_YOUR INSTRUCTIONS:_ Update the rows below by replacing "foliage" with "leaves" and keep everything else the same. Leave the pictures out of your answer.

------------------------------------

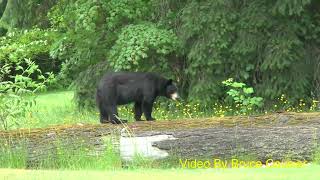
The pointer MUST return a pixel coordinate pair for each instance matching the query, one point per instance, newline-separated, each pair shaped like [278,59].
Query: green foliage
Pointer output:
[242,96]
[33,44]
[13,104]
[136,43]
[272,46]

------------------------------------

_THE RESPONSE:_
The pointer MUST return a pixel coordinate pair for each instance matching the query, one point per instance, newline-separated, each pair shaped like [278,59].
Query: green leaves
Pointer output:
[242,96]
[33,44]
[13,104]
[136,43]
[272,46]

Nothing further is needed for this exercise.